■ The task ■
Wherever the word "woman" occurs in the listing, copy the whole line.

■ Data records ■
►

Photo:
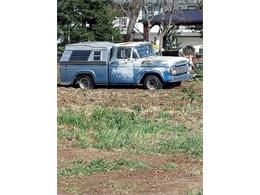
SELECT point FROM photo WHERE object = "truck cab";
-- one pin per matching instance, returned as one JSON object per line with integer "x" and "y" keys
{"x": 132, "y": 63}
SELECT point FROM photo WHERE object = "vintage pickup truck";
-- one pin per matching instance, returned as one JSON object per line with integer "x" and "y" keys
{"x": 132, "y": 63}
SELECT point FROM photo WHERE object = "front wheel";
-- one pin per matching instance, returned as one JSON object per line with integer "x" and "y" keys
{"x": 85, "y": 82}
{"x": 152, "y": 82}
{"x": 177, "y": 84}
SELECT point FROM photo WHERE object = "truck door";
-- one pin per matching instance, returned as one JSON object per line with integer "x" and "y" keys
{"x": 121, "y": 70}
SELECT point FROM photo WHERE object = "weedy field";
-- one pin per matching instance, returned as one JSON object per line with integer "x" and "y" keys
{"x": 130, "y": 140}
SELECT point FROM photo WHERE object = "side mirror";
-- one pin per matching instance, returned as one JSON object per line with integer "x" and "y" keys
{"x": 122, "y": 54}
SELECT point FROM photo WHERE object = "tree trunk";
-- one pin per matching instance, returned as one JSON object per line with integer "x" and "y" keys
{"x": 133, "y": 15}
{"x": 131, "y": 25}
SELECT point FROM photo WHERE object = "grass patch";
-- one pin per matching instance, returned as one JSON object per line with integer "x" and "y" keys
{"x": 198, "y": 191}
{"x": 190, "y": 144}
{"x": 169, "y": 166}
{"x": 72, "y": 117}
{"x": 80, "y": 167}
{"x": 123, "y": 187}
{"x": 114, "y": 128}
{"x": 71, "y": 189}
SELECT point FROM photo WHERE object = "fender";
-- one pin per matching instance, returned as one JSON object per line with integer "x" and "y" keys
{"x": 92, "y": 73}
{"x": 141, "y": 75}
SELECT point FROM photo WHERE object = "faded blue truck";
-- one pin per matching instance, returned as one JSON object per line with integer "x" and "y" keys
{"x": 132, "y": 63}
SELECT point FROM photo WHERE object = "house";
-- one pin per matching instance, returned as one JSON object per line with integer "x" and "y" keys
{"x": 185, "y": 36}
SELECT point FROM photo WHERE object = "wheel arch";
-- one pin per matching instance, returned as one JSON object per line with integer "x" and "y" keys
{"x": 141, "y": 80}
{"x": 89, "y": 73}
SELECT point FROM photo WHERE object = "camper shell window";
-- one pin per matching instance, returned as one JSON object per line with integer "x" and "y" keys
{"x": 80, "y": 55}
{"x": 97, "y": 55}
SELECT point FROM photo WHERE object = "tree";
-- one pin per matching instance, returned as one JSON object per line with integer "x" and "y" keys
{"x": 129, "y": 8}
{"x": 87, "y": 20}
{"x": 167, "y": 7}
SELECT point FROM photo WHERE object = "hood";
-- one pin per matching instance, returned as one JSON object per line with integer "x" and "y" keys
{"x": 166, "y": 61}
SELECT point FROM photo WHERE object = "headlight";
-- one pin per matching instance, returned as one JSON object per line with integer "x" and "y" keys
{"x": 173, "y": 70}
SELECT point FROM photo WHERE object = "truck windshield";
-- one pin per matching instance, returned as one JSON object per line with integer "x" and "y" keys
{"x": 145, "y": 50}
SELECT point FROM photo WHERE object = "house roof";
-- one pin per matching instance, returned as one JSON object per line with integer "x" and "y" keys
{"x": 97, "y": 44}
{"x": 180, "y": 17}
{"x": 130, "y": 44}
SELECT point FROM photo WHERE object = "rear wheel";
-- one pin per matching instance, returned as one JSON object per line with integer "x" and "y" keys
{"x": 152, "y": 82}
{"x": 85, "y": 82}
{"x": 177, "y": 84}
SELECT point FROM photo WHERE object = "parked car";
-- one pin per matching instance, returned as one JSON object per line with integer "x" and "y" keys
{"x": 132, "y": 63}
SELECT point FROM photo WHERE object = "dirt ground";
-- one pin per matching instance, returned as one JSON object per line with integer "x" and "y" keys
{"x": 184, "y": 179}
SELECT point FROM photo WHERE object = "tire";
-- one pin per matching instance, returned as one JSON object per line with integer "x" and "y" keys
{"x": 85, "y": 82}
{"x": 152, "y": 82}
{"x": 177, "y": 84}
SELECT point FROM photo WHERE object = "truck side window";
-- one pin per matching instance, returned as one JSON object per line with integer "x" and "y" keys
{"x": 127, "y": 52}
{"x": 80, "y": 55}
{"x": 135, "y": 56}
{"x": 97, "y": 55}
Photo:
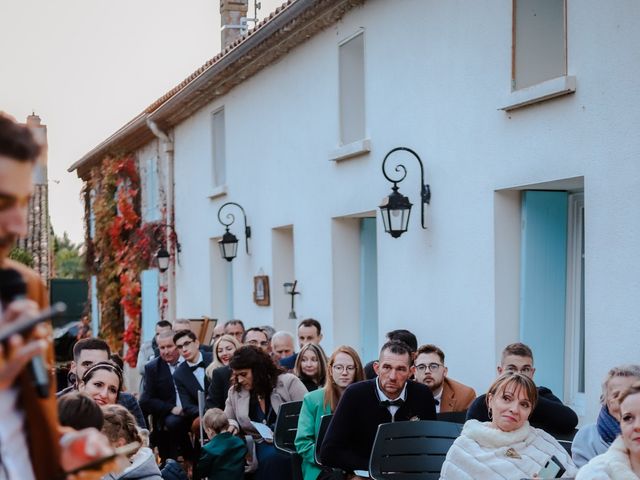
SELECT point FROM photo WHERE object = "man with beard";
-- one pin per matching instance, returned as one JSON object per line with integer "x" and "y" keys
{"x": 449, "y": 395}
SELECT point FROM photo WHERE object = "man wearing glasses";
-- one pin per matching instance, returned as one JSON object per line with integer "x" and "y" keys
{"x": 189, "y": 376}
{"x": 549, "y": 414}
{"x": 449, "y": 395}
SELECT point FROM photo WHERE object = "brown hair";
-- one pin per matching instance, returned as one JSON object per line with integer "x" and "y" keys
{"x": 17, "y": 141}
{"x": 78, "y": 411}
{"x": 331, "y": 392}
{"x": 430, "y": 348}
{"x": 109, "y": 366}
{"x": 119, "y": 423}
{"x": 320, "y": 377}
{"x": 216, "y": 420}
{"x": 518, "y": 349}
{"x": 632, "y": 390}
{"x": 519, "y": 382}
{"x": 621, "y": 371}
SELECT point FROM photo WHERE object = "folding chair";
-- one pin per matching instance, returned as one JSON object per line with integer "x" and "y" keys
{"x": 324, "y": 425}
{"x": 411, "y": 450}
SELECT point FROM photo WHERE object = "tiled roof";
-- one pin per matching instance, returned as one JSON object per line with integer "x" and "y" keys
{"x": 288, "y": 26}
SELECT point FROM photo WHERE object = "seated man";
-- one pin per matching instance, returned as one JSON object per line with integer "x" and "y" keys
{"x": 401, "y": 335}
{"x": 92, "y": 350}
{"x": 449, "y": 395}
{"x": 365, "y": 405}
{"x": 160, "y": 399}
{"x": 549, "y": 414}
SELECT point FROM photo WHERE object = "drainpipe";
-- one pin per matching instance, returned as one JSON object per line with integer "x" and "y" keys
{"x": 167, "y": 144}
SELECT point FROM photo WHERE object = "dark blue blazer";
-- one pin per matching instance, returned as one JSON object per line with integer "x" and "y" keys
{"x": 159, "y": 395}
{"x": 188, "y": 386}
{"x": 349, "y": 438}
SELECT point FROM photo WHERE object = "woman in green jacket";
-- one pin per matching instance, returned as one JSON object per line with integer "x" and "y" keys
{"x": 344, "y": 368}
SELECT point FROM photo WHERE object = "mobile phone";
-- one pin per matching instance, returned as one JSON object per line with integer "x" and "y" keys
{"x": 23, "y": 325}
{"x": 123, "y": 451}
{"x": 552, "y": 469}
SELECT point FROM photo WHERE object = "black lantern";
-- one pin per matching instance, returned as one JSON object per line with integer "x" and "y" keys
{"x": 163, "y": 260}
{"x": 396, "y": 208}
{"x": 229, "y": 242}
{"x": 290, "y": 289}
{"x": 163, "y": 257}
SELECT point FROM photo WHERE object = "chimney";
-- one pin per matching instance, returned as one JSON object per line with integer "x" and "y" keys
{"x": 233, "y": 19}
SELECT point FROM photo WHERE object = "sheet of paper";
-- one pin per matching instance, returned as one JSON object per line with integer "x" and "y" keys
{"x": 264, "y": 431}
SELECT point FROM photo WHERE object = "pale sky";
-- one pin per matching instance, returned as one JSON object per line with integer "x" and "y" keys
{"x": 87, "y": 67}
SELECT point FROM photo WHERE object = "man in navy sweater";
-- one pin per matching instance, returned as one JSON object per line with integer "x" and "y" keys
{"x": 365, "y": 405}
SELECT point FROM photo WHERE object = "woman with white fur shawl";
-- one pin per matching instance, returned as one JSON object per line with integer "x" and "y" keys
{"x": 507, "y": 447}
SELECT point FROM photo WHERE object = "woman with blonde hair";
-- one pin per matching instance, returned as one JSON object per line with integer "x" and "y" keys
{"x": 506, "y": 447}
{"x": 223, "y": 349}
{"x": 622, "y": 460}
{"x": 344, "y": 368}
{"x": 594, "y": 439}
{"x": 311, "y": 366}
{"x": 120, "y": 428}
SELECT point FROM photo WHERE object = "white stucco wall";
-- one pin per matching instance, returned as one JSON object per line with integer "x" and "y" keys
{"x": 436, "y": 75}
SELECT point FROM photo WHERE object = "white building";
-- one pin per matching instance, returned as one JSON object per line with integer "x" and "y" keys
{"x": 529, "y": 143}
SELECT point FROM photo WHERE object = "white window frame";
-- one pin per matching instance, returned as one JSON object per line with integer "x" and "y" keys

◄
►

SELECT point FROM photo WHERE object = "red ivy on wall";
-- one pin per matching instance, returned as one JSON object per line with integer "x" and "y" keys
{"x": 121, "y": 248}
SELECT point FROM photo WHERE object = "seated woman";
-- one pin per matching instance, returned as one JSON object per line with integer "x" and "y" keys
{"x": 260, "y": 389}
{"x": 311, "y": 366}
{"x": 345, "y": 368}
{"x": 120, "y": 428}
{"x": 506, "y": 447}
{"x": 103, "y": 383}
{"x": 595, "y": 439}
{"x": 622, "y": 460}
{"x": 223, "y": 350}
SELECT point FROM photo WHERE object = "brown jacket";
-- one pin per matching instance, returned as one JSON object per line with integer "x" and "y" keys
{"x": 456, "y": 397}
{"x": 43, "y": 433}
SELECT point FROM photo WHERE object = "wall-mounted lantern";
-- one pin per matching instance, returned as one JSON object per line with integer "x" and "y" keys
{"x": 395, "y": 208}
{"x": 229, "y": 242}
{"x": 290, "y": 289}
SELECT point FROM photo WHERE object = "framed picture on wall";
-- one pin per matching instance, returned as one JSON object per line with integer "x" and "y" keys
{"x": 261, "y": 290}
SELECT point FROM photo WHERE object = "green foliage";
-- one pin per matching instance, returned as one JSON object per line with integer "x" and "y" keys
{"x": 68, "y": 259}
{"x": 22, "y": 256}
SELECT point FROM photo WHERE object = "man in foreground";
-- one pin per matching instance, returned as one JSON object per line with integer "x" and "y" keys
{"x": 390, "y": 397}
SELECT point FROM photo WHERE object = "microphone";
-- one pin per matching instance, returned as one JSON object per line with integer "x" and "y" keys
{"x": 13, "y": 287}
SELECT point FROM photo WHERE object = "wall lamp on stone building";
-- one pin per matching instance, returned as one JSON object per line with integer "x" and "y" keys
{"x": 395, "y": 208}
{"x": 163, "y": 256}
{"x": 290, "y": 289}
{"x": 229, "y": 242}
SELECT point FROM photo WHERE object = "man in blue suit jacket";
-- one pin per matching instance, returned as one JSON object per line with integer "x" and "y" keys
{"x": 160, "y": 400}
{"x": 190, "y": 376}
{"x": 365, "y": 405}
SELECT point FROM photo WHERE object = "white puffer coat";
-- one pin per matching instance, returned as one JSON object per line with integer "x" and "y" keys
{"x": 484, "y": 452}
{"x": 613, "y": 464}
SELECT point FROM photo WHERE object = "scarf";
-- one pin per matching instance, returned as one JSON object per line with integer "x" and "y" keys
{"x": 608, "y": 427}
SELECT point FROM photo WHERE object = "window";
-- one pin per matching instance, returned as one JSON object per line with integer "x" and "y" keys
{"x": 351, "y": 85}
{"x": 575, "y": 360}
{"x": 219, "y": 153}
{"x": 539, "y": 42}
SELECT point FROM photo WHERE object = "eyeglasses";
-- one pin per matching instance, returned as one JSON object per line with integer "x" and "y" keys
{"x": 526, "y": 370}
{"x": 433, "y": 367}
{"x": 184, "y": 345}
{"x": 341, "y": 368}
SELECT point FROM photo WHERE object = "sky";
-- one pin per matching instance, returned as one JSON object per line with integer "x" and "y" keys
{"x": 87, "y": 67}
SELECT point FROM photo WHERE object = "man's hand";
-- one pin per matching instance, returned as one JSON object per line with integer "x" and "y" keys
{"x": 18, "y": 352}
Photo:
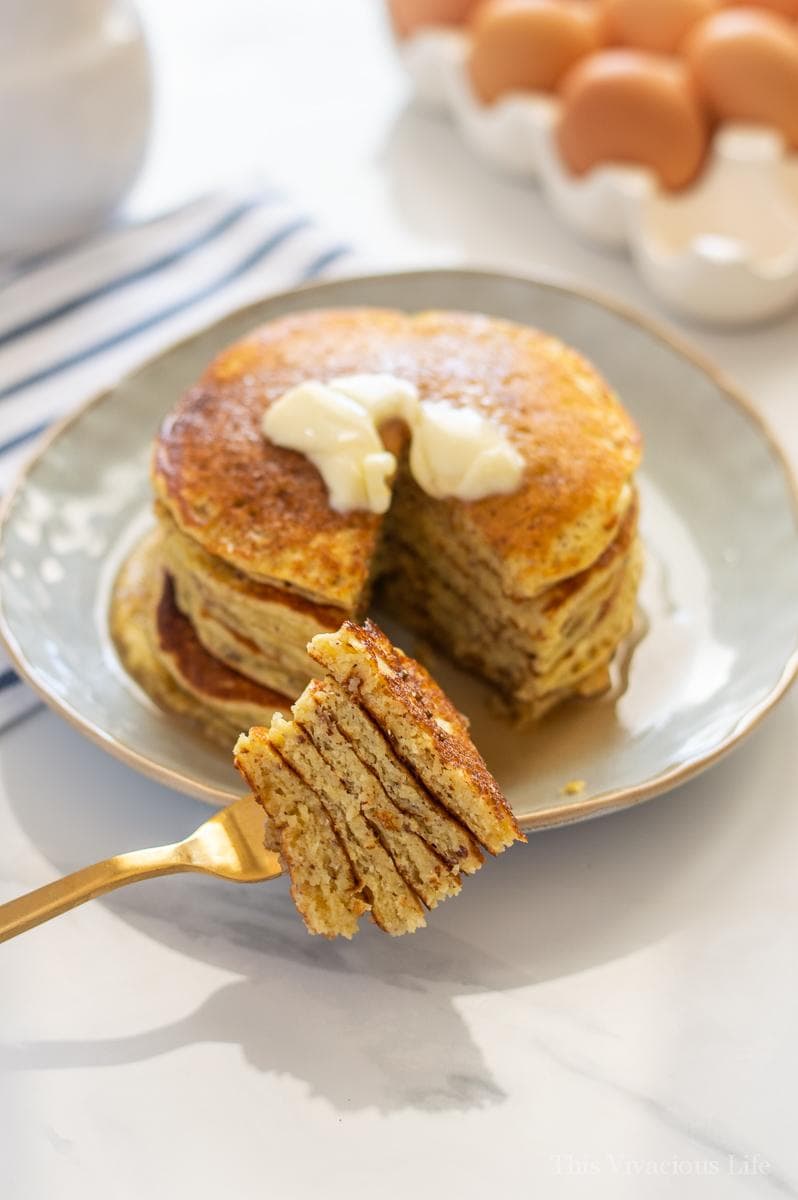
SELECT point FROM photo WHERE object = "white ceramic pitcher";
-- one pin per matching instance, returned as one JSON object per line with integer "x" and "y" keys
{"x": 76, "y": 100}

◄
►

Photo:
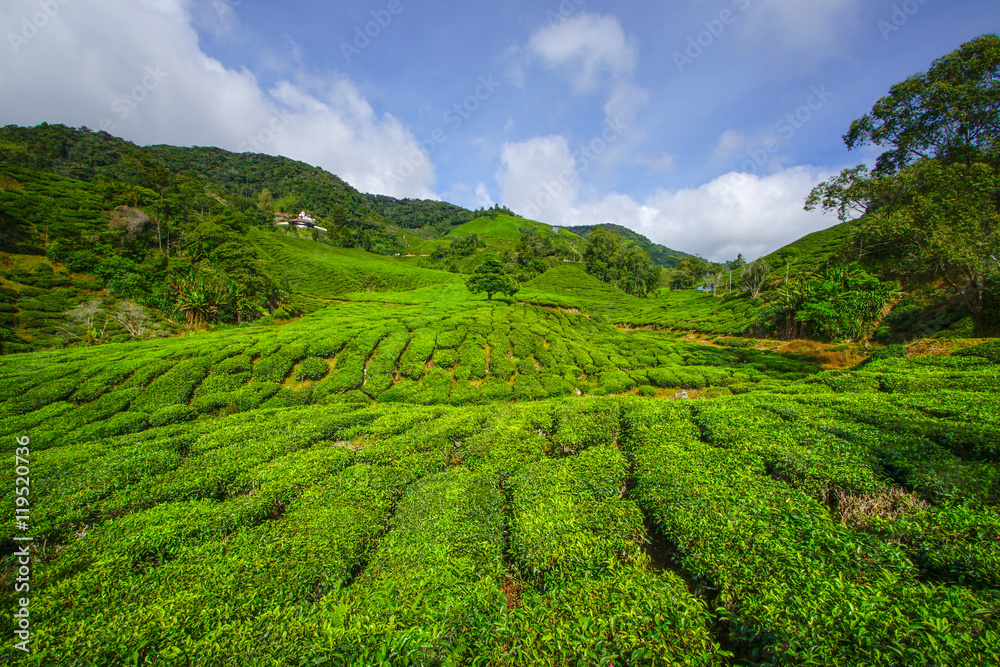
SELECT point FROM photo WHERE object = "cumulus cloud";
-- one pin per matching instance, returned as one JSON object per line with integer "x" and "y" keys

◄

■ Answer to the problem ■
SELECT point FROM photo WHERE object = "woman in green jacket";
SELECT point FROM photo WHERE object = "woman with white fur shawl";
SELECT point FROM photo WHERE object = "woman with blonde hair";
SELECT point FROM photo WHERE object = "seated woman";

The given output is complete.